:: Activity A ::
Set down the article on revenue-ranking backtests word for word between "One market beat" and "consistent global reference.", inclusive.
:: Activity B ::
Write the next part of the article on revenue-ranking backtests, starting after its last sentence.

:: Passage provided ::
- Opening Delimiter -
Industry Leaders Global: Revenue Rankings Tested Across 13 Markets
Contents
- The Strategy
- Results: All 13 Exchanges
- What the Pattern Shows
- Why India Works and Others Don't
- Japan and UK: Notable Markets
- Exchanges Excluded
- Run It Yourself
- Limitations
We ran the same strategy on 13 stock exchanges: take the top 3 companies by revenue in every industry showing 5%+ growth, hold equal weight, rebalance annually. The test ran from 2001 to 2025.
One market beat SPY. Most didn't. The pattern reveals something about when revenue leadership actually matters.

The Strategy
Signal (applied to each exchange separately): 1. Industry average YoY revenue growth >= 5% 2. Company is in the top 3 by current FY revenue within that qualifying industry
Portfolio: Equal weight. Annual July rebalance. Exchange-specific market cap floors.
Benchmark: SPY (8.89% CAGR over the test period), used as a consistent global reference.
Full methodology at backtests/METHODOLOGY.md.
- Closing Delimiter -
:: Provided information ::
- Opening Delimiter -
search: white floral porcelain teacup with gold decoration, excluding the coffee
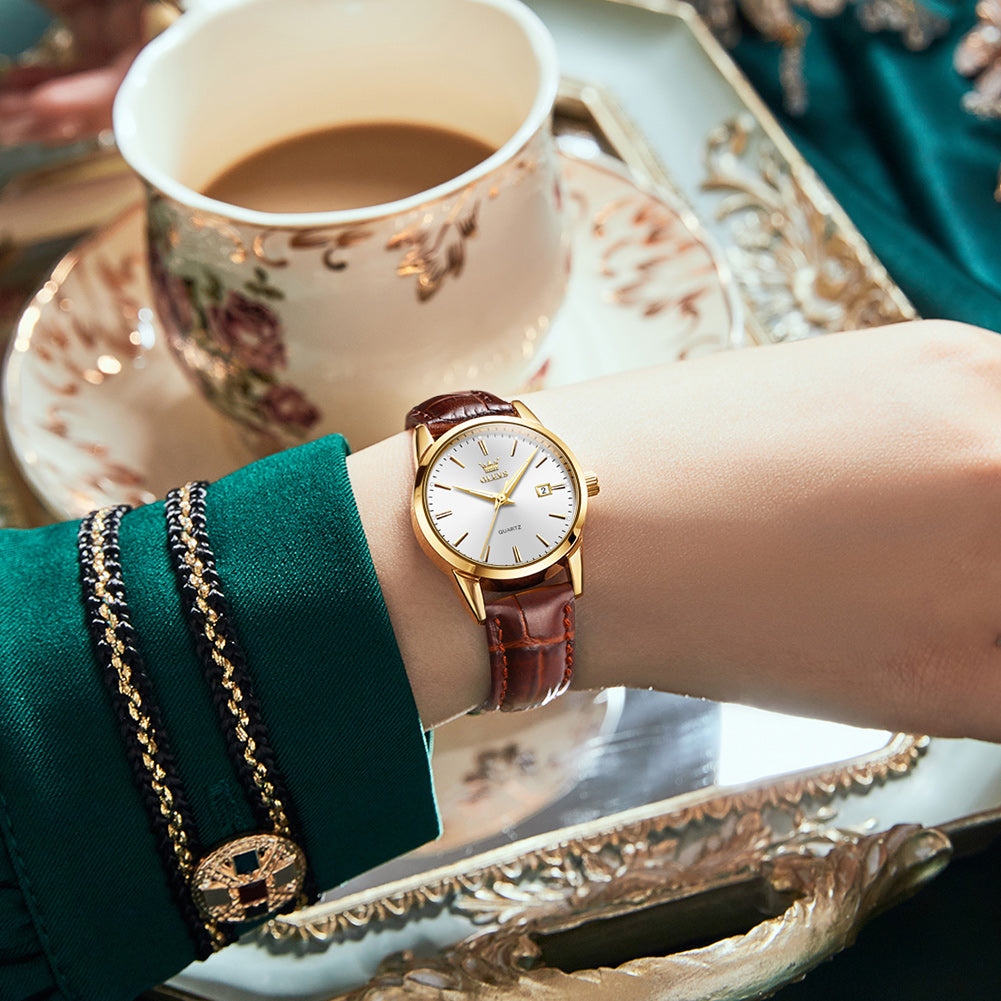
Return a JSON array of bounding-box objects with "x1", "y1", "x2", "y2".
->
[{"x1": 114, "y1": 0, "x2": 570, "y2": 450}]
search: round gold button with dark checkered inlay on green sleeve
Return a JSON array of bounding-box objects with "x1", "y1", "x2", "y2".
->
[{"x1": 191, "y1": 834, "x2": 306, "y2": 923}]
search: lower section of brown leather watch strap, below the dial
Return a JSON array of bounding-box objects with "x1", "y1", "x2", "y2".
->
[{"x1": 479, "y1": 582, "x2": 574, "y2": 712}]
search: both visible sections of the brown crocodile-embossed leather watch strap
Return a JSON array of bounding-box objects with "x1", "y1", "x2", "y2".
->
[{"x1": 406, "y1": 390, "x2": 574, "y2": 712}]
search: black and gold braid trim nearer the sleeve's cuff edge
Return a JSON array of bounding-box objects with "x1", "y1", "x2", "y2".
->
[{"x1": 179, "y1": 483, "x2": 291, "y2": 838}]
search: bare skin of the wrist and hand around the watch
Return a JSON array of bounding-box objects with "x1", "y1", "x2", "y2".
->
[{"x1": 349, "y1": 324, "x2": 1001, "y2": 738}]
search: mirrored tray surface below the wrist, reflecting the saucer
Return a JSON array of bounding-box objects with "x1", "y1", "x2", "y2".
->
[{"x1": 324, "y1": 689, "x2": 891, "y2": 903}]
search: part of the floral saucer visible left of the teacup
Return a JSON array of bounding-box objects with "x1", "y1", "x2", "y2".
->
[{"x1": 4, "y1": 205, "x2": 262, "y2": 518}]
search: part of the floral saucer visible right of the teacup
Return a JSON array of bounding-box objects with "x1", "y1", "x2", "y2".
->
[{"x1": 528, "y1": 154, "x2": 744, "y2": 389}]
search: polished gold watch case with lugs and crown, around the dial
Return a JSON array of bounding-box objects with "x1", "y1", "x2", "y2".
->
[{"x1": 410, "y1": 399, "x2": 598, "y2": 623}]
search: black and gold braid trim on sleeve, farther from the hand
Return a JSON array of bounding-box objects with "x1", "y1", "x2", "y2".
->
[{"x1": 77, "y1": 506, "x2": 227, "y2": 959}]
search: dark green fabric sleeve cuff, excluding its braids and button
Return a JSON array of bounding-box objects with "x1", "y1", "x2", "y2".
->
[{"x1": 0, "y1": 436, "x2": 438, "y2": 1001}]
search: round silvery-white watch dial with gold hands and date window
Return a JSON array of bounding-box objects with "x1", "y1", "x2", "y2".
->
[{"x1": 423, "y1": 421, "x2": 581, "y2": 567}]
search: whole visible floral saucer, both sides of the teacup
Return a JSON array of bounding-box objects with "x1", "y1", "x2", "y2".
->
[{"x1": 4, "y1": 153, "x2": 743, "y2": 518}]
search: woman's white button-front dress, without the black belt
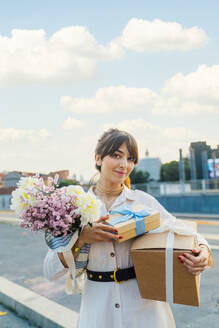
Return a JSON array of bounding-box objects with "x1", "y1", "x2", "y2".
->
[{"x1": 44, "y1": 187, "x2": 207, "y2": 328}]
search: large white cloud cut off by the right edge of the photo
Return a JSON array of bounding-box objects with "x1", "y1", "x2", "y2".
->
[{"x1": 154, "y1": 65, "x2": 219, "y2": 115}]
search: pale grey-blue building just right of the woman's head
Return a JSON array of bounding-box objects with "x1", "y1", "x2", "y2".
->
[{"x1": 135, "y1": 150, "x2": 161, "y2": 181}]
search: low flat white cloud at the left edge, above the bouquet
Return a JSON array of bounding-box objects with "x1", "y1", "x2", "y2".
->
[{"x1": 0, "y1": 128, "x2": 50, "y2": 141}]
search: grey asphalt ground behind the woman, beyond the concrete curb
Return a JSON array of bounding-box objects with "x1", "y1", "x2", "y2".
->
[{"x1": 0, "y1": 215, "x2": 219, "y2": 328}]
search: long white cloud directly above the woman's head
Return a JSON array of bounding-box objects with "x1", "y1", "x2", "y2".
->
[{"x1": 60, "y1": 85, "x2": 157, "y2": 113}]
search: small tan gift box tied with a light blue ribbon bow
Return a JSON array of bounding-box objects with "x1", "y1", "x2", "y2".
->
[{"x1": 107, "y1": 204, "x2": 160, "y2": 243}]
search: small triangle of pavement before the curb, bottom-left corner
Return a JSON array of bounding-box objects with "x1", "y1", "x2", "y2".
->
[{"x1": 0, "y1": 304, "x2": 37, "y2": 328}]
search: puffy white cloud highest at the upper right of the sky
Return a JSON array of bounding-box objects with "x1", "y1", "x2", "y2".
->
[{"x1": 114, "y1": 18, "x2": 208, "y2": 52}]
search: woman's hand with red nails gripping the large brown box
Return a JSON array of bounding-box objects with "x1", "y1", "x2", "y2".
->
[{"x1": 178, "y1": 245, "x2": 210, "y2": 276}]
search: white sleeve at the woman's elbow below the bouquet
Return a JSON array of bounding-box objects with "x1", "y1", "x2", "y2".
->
[{"x1": 43, "y1": 249, "x2": 68, "y2": 280}]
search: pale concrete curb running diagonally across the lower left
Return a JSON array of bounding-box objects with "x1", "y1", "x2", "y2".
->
[{"x1": 0, "y1": 277, "x2": 78, "y2": 328}]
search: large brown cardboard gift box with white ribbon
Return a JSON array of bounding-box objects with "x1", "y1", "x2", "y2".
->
[{"x1": 131, "y1": 220, "x2": 200, "y2": 306}]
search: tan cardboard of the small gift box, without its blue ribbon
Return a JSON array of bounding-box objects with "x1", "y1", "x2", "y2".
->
[{"x1": 107, "y1": 204, "x2": 160, "y2": 243}]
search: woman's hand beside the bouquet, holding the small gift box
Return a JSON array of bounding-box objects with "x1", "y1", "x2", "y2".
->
[{"x1": 78, "y1": 215, "x2": 122, "y2": 244}]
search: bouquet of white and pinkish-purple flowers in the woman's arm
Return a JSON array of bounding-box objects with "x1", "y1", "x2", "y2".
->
[{"x1": 11, "y1": 175, "x2": 100, "y2": 237}]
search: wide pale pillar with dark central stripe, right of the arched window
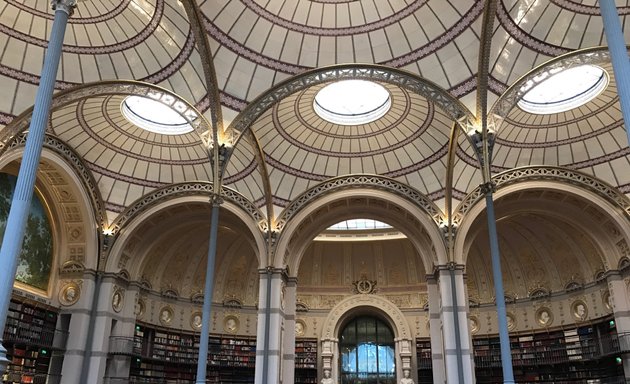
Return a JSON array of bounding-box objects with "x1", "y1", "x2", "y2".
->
[{"x1": 438, "y1": 265, "x2": 474, "y2": 384}]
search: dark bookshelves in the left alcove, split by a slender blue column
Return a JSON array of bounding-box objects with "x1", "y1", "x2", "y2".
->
[{"x1": 130, "y1": 324, "x2": 256, "y2": 384}]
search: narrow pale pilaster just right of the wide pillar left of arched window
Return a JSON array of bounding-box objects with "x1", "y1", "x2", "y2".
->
[{"x1": 282, "y1": 278, "x2": 297, "y2": 383}]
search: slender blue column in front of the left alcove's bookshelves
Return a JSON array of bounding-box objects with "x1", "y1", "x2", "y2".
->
[{"x1": 195, "y1": 200, "x2": 221, "y2": 384}]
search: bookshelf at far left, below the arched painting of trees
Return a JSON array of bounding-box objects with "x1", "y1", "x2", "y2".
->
[{"x1": 2, "y1": 300, "x2": 58, "y2": 384}]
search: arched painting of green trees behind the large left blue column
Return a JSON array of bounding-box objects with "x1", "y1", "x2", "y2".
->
[{"x1": 0, "y1": 173, "x2": 52, "y2": 290}]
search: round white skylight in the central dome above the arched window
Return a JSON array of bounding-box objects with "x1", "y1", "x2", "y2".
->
[{"x1": 313, "y1": 80, "x2": 392, "y2": 125}]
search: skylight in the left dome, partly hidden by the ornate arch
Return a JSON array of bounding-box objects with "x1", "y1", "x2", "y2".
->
[{"x1": 121, "y1": 96, "x2": 193, "y2": 135}]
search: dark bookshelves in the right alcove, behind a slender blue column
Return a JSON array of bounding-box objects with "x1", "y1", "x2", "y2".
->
[{"x1": 473, "y1": 320, "x2": 623, "y2": 384}]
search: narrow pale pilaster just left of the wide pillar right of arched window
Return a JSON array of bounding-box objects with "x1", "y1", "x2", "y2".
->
[{"x1": 427, "y1": 276, "x2": 446, "y2": 383}]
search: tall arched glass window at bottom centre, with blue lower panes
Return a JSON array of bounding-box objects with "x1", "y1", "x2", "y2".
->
[{"x1": 339, "y1": 316, "x2": 396, "y2": 384}]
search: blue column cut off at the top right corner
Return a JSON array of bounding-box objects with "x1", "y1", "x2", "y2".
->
[{"x1": 599, "y1": 0, "x2": 630, "y2": 143}]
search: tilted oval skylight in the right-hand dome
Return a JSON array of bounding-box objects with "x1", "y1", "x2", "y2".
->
[{"x1": 518, "y1": 65, "x2": 608, "y2": 114}]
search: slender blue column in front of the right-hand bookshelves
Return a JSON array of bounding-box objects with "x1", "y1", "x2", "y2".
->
[{"x1": 483, "y1": 183, "x2": 514, "y2": 384}]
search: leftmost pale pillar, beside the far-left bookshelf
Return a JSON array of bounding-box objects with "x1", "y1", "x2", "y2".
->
[{"x1": 60, "y1": 274, "x2": 96, "y2": 384}]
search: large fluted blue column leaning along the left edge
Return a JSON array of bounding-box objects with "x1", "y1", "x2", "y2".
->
[{"x1": 0, "y1": 0, "x2": 76, "y2": 375}]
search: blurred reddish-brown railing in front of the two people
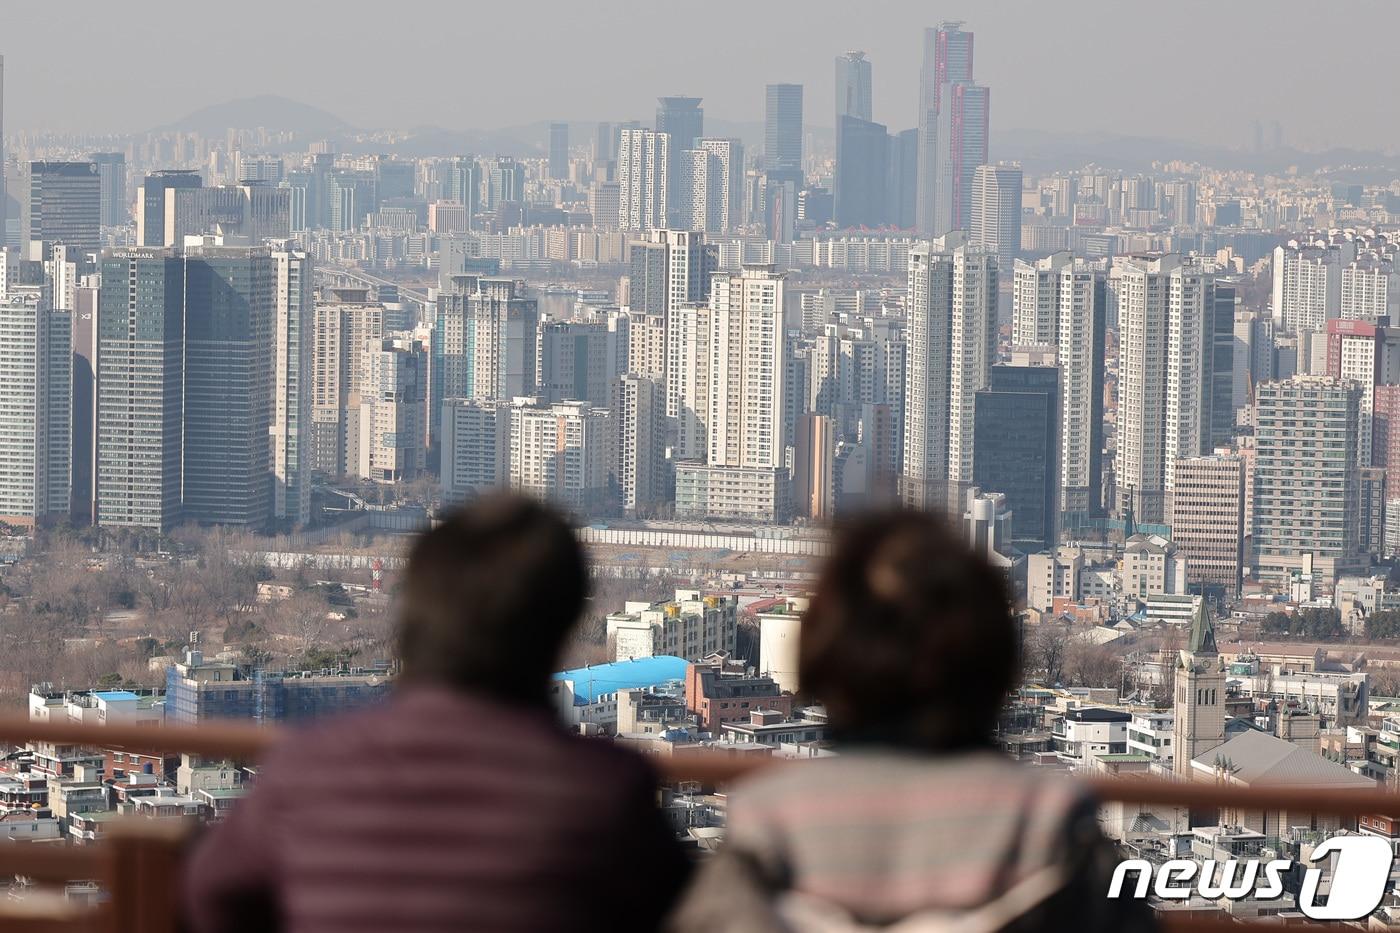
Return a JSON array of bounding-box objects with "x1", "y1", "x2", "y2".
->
[{"x1": 0, "y1": 717, "x2": 1400, "y2": 933}]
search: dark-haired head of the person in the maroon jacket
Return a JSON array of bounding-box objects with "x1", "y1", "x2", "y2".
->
[{"x1": 399, "y1": 493, "x2": 588, "y2": 702}]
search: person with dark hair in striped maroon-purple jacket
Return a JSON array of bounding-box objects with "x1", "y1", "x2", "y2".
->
[{"x1": 182, "y1": 496, "x2": 687, "y2": 933}]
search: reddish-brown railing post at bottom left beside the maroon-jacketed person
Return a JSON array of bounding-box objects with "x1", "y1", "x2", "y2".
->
[{"x1": 105, "y1": 820, "x2": 185, "y2": 933}]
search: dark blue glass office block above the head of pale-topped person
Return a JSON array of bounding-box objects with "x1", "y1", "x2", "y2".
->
[{"x1": 973, "y1": 364, "x2": 1060, "y2": 553}]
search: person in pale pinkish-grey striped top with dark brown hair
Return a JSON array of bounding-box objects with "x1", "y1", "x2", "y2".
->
[{"x1": 672, "y1": 511, "x2": 1152, "y2": 933}]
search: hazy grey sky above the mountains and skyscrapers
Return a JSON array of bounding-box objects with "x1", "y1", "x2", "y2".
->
[{"x1": 0, "y1": 0, "x2": 1400, "y2": 148}]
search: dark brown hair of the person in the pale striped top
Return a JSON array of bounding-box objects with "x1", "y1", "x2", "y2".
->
[{"x1": 798, "y1": 510, "x2": 1016, "y2": 749}]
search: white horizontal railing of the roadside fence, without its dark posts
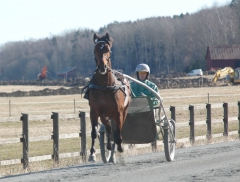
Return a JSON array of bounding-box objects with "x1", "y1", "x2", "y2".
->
[{"x1": 0, "y1": 103, "x2": 238, "y2": 166}]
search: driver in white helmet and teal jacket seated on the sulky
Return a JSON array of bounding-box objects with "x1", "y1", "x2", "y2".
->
[{"x1": 131, "y1": 63, "x2": 159, "y2": 106}]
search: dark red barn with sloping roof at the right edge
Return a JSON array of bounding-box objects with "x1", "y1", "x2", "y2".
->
[{"x1": 206, "y1": 45, "x2": 240, "y2": 70}]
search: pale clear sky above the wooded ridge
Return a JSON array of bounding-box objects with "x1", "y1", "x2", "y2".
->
[{"x1": 0, "y1": 0, "x2": 231, "y2": 46}]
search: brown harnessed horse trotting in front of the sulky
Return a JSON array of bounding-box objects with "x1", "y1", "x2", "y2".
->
[{"x1": 88, "y1": 33, "x2": 131, "y2": 161}]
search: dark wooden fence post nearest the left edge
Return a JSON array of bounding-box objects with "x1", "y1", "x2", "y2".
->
[{"x1": 20, "y1": 113, "x2": 29, "y2": 169}]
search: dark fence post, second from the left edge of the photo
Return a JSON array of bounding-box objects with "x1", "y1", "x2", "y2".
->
[{"x1": 51, "y1": 112, "x2": 59, "y2": 165}]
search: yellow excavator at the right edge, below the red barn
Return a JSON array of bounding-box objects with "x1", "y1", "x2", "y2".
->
[{"x1": 212, "y1": 67, "x2": 240, "y2": 84}]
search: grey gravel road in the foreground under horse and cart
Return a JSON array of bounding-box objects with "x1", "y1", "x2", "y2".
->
[{"x1": 0, "y1": 140, "x2": 240, "y2": 182}]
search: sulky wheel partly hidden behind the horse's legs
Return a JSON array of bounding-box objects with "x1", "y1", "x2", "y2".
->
[{"x1": 99, "y1": 132, "x2": 111, "y2": 163}]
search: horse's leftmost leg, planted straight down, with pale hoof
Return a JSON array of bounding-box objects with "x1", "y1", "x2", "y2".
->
[{"x1": 88, "y1": 112, "x2": 98, "y2": 162}]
- Closing Delimiter -
:: Exercise answer A ::
One market beat SPY. Most didn't. The pattern reveals something about when revenue leadership actually matters.

The Strategy
Signal (applied to each exchange separately): 1. Industry average YoY revenue growth >= 5% 2. Company is in the top 3 by current FY revenue within that qualifying industry
Portfolio: Equal weight. Annual July rebalance. Exchange-specific market cap floors.
Benchmark: SPY (8.89% CAGR over the test period), used as a consistent global reference.

:: Exercise answer B ::
Results: All 13 Exchanges
| Exchange | Market | CAGR | vs SPY | Max DD | Invested |
|---|---|---|---|---|---|
| BSE_NSE | India | 11.88% | +2.98% | -16.2% | 20/24 |
| NYSE+NASDAQ+AMEX | US | 8.65% | -0.25% | -36.2% | 24/24 |
| TSX | Canada | 7.95% | -0.95% | -31.4% | 24/24 |
| LSE | UK | 7.64% | -1.25% | -27.8% | 24/24 |
| XETRA | Germany | 6.25% | -2.65% | -35.6% | 24/24 |
| STO | Sweden | 6.35% | -2.55% | -36.7% | 18/24 |
| KSC | South Korea | 6.12% | -2.77% | -23.5% | 18/24 |
| TAI | Taiwan | 6.19% | -2.70% | -13.9% | 18/24 |
| JPX | Japan | 5.11% | -3.79% | -52.4% | 23/24 |
| SHZ+SHH | China | 4.20% | -4.69% | -59.9% | 24/24 |
| SIX | Switzerland | 4.09% | -4.80% | -46.3% | 24/24 |
| SET | Thailand | 4.01% | -4.88% | -44.6% | 20/24 |
| HKSE | Hong Kong | 3.58% | -5.32% | -30.8% | 24/24 |
CAGR in local currency. SPY benchmark in USD. "Invested" = years with 10+ qualifying stocks.
What the Pattern Shows
India is the outlier. At +2.98% vs SPY, it's the only market that demonstrates the revenue leadership premium the academic literature describes. The margin isn't marginal, it's consistent over 24 years.
The US nearly matches. At -0.25%, the gap is negligible. A strategy holding 229 stocks equally weighted across all growing US industries tracks SPY closely by construction. With that level of diversification, the average outcome is the market average.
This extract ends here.